Write out again only the lines running from the one that contains "Note: point out the green tree" to the end of the records below, including both the first and the last.

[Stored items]
--------------------------------------------------

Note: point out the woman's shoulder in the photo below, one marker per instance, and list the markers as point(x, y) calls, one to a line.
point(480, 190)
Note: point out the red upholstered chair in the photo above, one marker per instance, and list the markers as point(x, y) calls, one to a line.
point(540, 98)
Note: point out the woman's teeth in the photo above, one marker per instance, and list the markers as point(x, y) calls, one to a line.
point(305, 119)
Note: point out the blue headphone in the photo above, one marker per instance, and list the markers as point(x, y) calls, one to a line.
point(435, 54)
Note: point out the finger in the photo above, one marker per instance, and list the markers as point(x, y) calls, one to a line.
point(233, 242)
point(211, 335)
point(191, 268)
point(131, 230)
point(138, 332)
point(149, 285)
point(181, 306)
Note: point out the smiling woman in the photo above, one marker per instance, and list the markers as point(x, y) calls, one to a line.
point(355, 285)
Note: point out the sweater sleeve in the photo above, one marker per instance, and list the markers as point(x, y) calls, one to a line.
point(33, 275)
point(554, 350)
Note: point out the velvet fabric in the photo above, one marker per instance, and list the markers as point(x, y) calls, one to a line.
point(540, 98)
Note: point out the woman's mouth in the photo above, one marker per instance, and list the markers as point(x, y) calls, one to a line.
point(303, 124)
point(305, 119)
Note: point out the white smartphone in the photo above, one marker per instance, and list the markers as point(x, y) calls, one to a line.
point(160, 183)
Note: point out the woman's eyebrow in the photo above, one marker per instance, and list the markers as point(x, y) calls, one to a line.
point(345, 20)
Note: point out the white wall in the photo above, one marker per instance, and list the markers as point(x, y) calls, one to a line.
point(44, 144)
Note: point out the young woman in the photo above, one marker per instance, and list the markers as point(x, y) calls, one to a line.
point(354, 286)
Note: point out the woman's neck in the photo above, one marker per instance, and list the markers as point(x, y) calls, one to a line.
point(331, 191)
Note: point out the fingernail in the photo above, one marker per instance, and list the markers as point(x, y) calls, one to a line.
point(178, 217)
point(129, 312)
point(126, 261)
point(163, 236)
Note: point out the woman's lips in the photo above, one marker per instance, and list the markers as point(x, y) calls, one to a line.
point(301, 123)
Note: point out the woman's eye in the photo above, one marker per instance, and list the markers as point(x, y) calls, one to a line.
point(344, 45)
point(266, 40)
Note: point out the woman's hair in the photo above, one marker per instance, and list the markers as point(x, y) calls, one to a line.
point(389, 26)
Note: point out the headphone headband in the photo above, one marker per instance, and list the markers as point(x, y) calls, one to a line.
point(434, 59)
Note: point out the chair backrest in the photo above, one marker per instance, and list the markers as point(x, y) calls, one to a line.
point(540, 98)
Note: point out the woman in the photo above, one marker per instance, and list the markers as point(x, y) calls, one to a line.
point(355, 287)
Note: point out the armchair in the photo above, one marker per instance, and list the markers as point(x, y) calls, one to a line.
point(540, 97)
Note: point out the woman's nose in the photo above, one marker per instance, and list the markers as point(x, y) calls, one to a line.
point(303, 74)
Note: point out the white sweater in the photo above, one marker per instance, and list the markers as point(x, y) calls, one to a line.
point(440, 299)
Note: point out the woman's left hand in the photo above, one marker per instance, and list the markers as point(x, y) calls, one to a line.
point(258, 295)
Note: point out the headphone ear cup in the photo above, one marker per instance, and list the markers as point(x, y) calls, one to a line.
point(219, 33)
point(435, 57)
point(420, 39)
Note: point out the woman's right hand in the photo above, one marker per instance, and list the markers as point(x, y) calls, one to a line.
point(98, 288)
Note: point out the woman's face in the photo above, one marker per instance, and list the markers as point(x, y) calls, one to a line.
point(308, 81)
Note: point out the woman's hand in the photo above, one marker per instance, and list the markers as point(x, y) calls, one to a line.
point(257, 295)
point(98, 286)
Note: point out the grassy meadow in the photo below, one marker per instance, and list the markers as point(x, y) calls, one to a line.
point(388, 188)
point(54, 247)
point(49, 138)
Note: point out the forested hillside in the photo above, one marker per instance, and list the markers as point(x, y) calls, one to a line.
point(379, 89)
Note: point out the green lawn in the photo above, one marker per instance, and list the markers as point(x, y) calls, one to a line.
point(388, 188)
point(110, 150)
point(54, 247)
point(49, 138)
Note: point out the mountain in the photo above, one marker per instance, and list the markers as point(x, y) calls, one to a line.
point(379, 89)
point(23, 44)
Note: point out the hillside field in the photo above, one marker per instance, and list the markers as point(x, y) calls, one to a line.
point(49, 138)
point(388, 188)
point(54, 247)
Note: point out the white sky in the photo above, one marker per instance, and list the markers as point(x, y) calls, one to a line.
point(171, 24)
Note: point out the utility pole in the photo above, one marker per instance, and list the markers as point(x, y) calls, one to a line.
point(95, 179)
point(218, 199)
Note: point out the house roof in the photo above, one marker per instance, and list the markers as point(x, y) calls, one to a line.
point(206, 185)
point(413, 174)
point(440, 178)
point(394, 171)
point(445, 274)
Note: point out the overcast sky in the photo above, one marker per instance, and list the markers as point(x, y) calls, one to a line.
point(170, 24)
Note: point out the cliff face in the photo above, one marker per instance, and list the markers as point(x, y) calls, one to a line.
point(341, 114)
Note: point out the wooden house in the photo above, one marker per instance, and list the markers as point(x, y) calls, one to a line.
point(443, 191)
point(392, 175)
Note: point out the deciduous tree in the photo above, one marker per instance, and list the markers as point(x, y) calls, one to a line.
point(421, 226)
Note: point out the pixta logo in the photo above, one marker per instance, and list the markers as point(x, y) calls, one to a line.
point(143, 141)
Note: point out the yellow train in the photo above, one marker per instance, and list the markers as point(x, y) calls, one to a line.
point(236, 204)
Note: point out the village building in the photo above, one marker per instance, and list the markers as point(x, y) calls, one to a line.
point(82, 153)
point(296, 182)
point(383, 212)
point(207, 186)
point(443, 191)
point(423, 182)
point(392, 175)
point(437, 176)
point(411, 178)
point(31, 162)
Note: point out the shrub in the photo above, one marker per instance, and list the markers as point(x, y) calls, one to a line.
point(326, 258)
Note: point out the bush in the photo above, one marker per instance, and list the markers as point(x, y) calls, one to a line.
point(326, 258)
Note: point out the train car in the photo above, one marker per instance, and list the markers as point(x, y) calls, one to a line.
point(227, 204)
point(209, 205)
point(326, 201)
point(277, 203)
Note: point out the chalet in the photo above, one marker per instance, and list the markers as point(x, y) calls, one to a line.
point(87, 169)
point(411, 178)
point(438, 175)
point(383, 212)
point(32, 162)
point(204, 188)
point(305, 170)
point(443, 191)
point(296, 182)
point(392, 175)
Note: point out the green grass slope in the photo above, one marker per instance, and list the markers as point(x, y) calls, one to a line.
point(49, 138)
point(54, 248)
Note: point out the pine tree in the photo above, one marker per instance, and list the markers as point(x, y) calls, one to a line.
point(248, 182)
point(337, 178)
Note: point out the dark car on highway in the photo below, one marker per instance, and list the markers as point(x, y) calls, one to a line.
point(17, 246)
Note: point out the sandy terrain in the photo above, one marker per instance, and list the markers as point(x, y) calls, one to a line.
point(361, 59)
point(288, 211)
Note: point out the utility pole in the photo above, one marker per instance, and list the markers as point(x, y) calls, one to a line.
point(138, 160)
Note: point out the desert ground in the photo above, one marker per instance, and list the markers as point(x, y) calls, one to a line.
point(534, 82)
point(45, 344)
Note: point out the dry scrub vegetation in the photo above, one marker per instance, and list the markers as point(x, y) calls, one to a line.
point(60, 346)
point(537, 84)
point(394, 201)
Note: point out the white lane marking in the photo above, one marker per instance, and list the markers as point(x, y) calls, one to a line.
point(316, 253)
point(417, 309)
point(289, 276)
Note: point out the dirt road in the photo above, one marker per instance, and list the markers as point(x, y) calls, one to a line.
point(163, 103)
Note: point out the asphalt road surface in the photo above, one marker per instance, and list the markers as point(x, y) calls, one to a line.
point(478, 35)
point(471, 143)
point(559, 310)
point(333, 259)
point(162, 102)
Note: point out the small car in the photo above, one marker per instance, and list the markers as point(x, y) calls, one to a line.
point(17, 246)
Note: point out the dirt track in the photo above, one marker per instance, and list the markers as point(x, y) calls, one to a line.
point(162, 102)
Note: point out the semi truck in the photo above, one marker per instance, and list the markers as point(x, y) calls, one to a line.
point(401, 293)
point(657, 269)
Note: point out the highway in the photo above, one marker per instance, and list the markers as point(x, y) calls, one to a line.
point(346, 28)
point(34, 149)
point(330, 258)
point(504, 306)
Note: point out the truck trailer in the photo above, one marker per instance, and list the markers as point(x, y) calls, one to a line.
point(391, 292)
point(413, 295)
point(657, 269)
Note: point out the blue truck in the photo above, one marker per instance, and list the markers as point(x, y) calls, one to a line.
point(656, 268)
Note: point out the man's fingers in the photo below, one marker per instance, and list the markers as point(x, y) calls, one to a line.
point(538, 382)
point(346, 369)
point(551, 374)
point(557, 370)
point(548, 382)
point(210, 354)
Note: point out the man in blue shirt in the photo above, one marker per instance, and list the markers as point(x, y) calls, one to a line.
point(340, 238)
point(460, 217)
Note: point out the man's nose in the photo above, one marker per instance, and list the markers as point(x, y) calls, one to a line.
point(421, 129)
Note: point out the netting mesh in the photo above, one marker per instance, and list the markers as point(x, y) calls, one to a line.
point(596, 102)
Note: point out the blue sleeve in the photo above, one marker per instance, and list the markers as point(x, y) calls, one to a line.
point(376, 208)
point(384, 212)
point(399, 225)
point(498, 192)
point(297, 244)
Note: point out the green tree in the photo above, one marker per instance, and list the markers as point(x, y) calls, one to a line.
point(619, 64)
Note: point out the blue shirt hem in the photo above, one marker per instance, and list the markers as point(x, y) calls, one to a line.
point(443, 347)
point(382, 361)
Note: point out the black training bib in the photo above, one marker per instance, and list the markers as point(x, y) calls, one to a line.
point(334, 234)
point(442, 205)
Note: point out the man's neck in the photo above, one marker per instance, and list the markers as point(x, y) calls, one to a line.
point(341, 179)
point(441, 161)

--------------------------------------------------

EXPECTED ANSWER.
Note: point out the green tree in the photo above, one marker per instance, and list the markers as point(x, y) calls, one to a line.
point(619, 64)
Note: point out the blue shirt hem in the photo above, one marker per instance, and list the markers as point(x, y) calls, one to a line.
point(443, 347)
point(382, 361)
Note: point out the black training bib in the photo above, one marker per instance, and list the markers as point(x, y) calls, one to a line.
point(334, 234)
point(442, 205)
Note: point out the man's neck in the photo above, one marker per instance, and list the markers as point(x, y) calls, one to a line.
point(341, 179)
point(441, 161)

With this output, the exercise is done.